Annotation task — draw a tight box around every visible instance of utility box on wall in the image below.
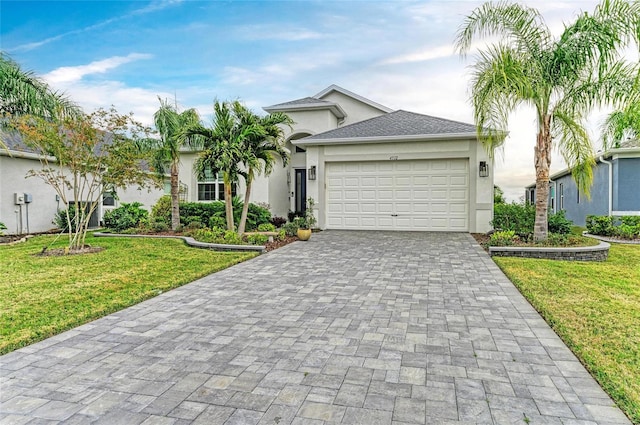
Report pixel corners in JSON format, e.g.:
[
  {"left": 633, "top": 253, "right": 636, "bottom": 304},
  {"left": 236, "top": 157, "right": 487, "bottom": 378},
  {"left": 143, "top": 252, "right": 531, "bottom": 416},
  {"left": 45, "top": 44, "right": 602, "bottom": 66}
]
[
  {"left": 24, "top": 193, "right": 33, "bottom": 203},
  {"left": 14, "top": 193, "right": 24, "bottom": 205}
]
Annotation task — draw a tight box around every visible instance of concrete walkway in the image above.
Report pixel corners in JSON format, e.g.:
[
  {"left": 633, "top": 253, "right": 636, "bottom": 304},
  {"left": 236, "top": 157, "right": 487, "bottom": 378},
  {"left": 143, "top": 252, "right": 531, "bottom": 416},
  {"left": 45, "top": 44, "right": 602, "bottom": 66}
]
[{"left": 0, "top": 231, "right": 630, "bottom": 424}]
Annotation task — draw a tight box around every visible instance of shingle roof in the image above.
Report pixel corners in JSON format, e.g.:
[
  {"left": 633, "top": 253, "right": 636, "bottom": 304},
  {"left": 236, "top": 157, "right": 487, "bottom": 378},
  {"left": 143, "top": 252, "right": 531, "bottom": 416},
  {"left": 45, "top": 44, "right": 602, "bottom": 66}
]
[
  {"left": 1, "top": 131, "right": 32, "bottom": 153},
  {"left": 265, "top": 97, "right": 335, "bottom": 109},
  {"left": 302, "top": 110, "right": 477, "bottom": 141}
]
======
Go through the records above. Copy each line in which the string "draw" appears.

Annotation task — draw a tight box around every visible instance of utility box on wall in the image below.
Annotation task — draw a tight box around every visible instance of concrete walkway in the image above.
Annotation task — draw a tight box around every visible instance of shingle roof in the image above.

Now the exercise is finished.